* [주어진 과제]:
아래 목록 전체를 '요청'과 '응답' 두 열로 된 CSV로 정리해 주시겠어요? 요청마다 한 행씩 만들어 요청 글과 그 답을 각각 따옴표로 감싼 한 필드에 넣고, 줄바꿈은 공백으로 바꿔 주세요.

:: 제공된 목록 ::

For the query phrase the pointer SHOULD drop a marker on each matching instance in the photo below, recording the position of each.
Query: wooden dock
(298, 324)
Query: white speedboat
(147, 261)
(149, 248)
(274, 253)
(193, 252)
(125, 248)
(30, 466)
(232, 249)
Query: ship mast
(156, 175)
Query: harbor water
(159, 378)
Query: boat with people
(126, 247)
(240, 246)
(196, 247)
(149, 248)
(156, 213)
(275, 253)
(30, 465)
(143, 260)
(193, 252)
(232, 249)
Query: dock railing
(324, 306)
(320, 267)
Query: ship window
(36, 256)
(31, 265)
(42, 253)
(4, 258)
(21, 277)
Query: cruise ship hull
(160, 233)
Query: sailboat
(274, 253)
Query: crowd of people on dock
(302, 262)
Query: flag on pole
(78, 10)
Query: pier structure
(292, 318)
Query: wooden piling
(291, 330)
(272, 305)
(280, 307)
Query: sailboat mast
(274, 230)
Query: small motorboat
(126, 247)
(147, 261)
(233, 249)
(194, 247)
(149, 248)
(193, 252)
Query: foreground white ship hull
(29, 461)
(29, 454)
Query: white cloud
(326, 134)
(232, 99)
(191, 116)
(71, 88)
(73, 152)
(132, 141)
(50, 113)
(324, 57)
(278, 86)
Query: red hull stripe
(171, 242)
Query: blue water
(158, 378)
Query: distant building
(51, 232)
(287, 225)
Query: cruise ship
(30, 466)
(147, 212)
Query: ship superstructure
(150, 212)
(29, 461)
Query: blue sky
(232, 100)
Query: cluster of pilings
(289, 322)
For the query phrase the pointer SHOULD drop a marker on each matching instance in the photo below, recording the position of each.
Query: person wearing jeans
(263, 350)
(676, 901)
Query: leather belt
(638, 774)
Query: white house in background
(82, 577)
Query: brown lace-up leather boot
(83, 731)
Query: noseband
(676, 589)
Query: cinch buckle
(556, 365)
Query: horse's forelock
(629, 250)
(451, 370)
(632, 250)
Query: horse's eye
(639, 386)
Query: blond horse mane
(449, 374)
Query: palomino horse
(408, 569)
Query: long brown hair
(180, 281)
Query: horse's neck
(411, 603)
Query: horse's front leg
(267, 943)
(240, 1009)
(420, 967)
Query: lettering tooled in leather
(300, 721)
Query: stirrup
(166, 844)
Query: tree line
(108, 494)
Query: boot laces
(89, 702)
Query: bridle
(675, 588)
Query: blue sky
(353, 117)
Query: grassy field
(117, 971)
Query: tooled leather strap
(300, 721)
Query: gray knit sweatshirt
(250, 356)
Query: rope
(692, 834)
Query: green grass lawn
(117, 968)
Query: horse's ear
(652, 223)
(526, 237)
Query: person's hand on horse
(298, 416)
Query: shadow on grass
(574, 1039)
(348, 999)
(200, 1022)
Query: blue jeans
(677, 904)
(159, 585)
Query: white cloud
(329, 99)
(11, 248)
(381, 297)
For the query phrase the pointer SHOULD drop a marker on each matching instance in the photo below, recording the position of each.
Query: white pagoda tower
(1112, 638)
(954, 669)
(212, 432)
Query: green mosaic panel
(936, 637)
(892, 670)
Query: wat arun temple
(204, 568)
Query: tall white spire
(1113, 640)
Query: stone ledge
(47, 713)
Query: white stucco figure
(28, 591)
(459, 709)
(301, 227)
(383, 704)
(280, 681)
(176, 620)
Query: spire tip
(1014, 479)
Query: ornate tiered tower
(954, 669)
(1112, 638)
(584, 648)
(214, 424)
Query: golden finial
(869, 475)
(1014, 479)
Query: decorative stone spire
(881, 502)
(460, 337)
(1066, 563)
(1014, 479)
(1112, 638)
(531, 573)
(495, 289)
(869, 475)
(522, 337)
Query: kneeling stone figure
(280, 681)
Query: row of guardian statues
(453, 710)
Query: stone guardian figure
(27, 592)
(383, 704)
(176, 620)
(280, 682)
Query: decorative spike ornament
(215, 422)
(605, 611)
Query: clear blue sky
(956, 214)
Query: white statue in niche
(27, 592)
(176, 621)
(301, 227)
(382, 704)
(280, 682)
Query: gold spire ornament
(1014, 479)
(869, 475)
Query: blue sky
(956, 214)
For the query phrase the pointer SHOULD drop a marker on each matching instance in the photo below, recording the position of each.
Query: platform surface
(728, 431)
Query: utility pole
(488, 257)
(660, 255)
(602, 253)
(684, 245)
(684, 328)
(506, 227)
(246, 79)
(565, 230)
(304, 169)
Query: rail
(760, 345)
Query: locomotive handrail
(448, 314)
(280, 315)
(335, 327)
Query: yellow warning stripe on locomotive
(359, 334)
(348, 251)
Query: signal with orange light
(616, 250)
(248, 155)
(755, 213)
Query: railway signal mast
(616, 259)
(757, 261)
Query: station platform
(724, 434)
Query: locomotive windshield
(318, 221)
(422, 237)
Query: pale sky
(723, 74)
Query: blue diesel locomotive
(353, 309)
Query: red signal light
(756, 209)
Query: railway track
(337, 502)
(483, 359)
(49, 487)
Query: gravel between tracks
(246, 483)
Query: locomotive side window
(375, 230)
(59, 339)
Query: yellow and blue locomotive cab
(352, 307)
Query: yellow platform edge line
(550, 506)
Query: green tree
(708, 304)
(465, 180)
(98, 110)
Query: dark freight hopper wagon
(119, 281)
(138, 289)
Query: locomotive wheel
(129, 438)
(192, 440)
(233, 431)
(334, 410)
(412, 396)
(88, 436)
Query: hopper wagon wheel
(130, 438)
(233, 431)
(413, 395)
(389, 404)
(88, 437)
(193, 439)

:::

* [과제 결과]:
요청,응답
"For the query phrase the pointer SHOULD drop a marker on each matching instance in the photo below, recording the position of each. Query: wooden dock","(298, 324)"
"Query: white speedboat","(147, 261) (149, 248) (274, 253) (193, 252) (125, 248) (30, 466) (232, 249)"
"Query: ship mast","(156, 175)"
"Query: harbor water","(159, 378)"
"Query: boat with people","(126, 247) (240, 246) (196, 247) (149, 248) (156, 213) (275, 253) (30, 465) (143, 260) (193, 252) (232, 249)"
"Query: dock railing","(324, 306) (320, 267)"
"Query: ship window","(36, 256) (31, 265) (42, 253) (4, 258) (21, 277)"
"Query: cruise ship hull","(160, 233)"
"Query: sailboat","(274, 253)"
"Query: crowd of people on dock","(302, 262)"
"Query: flag on pole","(78, 10)"
"Query: pier structure","(292, 318)"
"Query: wooden piling","(291, 330) (272, 305) (280, 307)"
"Query: sailboat mast","(274, 230)"
"Query: small motorboat","(126, 247) (147, 261) (233, 249) (194, 247) (149, 248) (193, 252)"
"Query: foreground white ship hull","(29, 461) (29, 454)"
"Query: white cloud","(326, 134) (232, 99) (191, 116) (71, 88) (73, 152) (132, 141) (50, 113) (324, 57) (278, 86)"
"Query: red hull stripe","(171, 242)"
"Query: blue water","(158, 378)"
"Query: distant building","(51, 232) (287, 225)"
"Query: cruise ship","(30, 466) (147, 212)"
"Query: ship superstructure","(150, 212) (29, 461)"
"Query: blue sky","(232, 100)"
"Query: cluster of pilings","(289, 322)"
"For the query phrase the pointer SHOULD drop a marker on each matching instance in the photo below, recording the position of each. Query: person wearing jeans","(263, 350) (676, 901)"
"Query: leather belt","(638, 774)"
"Query: white house in background","(82, 577)"
"Query: brown lace-up leather boot","(83, 731)"
"Query: noseband","(676, 589)"
"Query: cinch buckle","(556, 365)"
"Query: horse's forelock","(629, 250) (451, 370) (632, 250)"
"Query: horse's eye","(639, 386)"
"Query: blond horse mane","(449, 374)"
"Query: palomino horse","(408, 569)"
"Query: long brown hair","(180, 281)"
"Query: horse's neck","(411, 603)"
"Query: horse's front leg","(267, 943) (240, 1009) (420, 967)"
"Query: lettering tooled in leather","(300, 721)"
"Query: stirrup","(166, 844)"
"Query: tree line","(108, 494)"
"Query: boot laces","(89, 702)"
"Query: bridle","(675, 588)"
"Query: blue sky","(353, 117)"
"Query: grassy field","(117, 971)"
"Query: tooled leather strap","(300, 721)"
"Query: gray knit sweatshirt","(250, 356)"
"Query: rope","(692, 834)"
"Query: green grass lawn","(117, 968)"
"Query: horse's ear","(652, 223) (526, 237)"
"Query: person's hand on horse","(298, 416)"
"Query: shadow on grass","(574, 1039) (348, 999) (200, 1022)"
"Query: blue jeans","(677, 904) (159, 585)"
"Query: white cloud","(329, 99) (11, 248) (381, 297)"
"For the query phrase the pointer SHOULD drop a marker on each matching instance in the photo below, recording the position of each. Query: white pagoda tower","(1112, 638) (954, 669) (212, 432)"
"Query: green mosaic panel","(936, 637) (892, 670)"
"Query: wat arun temple","(204, 568)"
"Query: tall white spire","(1113, 640)"
"Query: stone ledge","(47, 713)"
"Query: white stucco figure","(28, 591) (459, 709) (301, 227) (383, 704) (280, 681) (176, 620)"
"Query: spire tip","(1014, 479)"
"Query: ornate tiered tower","(954, 669) (1112, 638) (584, 648) (214, 424)"
"Query: golden finial","(869, 475) (1014, 479)"
"Query: decorative stone spire","(881, 502) (460, 337) (1066, 563) (1014, 479) (1112, 638) (531, 573) (495, 289) (869, 475) (522, 337)"
"Query: kneeling stone figure","(280, 681)"
"Query: row of guardian statues","(453, 710)"
"Query: stone guardian figure","(27, 592) (383, 704) (176, 620) (280, 682)"
"Query: decorative spike ornament","(215, 422) (605, 611)"
"Query: clear blue sky","(956, 214)"
"Query: white statue in niche","(27, 592) (176, 621) (301, 227) (382, 704) (280, 682)"
"Query: gold spire ornament","(1014, 479) (869, 475)"
"Query: blue sky","(956, 214)"
"For the query phrase the pointer SHOULD drop a marker on each matching instance in the photo below, recording the position of each. Query: platform surface","(728, 431)"
"Query: utility pole","(488, 257) (660, 255) (602, 253) (684, 245) (684, 328) (506, 227) (246, 79) (565, 230) (304, 169)"
"Query: rail","(760, 345)"
"Query: locomotive handrail","(448, 314) (280, 315) (335, 327)"
"Query: yellow warning stripe on locomotive","(359, 334) (348, 251)"
"Query: signal with orange light","(616, 250) (248, 155) (755, 213)"
"Query: railway signal mast","(616, 259) (757, 261)"
"Query: station platform","(724, 434)"
"Query: locomotive windshield","(318, 221) (422, 237)"
"Query: pale sky","(723, 74)"
"Query: blue diesel locomotive","(353, 309)"
"Query: red signal light","(756, 209)"
"Query: railway track","(337, 502) (483, 359) (49, 487)"
"Query: gravel between tracks","(246, 483)"
"Query: locomotive side window","(375, 230) (59, 339)"
"Query: yellow and blue locomotive cab","(352, 307)"
"Query: yellow platform edge line","(550, 506)"
"Query: green tree","(708, 304) (465, 180) (98, 110)"
"Query: dark freight hopper wagon","(119, 281) (138, 289)"
"Query: locomotive wheel","(129, 438) (192, 440) (233, 431) (334, 410) (412, 396) (88, 436)"
"Query: hopper wagon wheel","(130, 438) (233, 431) (413, 395) (389, 404) (88, 437) (193, 439)"